§ **TASK REQUIREMENTS**
Where the word "query" occurs in a line of the listing below, copy that line.

§ **EXTRACTED INFORMATION**
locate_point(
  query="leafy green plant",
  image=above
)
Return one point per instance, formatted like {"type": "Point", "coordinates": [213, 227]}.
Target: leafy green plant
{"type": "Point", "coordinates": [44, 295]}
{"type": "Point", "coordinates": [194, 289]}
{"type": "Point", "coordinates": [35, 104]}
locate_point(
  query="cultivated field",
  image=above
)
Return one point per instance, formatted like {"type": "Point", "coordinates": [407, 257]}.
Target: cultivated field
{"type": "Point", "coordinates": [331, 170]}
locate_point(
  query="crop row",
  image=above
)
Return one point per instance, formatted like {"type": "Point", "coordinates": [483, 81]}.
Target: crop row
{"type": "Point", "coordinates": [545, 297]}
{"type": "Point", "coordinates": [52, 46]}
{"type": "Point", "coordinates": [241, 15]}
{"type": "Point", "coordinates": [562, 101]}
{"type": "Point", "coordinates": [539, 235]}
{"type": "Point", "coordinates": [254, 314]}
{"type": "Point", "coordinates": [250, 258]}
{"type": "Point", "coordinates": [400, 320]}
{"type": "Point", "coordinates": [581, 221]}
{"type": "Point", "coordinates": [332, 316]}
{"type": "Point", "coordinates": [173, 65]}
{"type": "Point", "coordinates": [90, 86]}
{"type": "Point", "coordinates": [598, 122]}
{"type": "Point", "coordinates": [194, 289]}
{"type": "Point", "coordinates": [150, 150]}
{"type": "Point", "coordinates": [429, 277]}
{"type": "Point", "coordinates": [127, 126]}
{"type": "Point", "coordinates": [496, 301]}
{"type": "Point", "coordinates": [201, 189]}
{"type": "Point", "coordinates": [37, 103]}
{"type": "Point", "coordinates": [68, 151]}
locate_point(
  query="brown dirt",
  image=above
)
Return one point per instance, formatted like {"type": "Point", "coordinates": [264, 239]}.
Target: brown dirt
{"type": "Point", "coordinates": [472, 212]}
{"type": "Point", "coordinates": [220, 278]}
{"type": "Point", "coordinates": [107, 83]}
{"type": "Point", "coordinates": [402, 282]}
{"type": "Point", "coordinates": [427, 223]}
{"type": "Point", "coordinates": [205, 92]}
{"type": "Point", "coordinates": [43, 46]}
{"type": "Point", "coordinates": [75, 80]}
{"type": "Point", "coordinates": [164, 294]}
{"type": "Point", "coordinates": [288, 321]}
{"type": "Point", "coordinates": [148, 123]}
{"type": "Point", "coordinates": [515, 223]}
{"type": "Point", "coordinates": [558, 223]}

§ **RESULT OF THE EXERCISE**
  query="leafy green plant",
  query="cultivated field",
  query="crop row",
  query="brown dirt",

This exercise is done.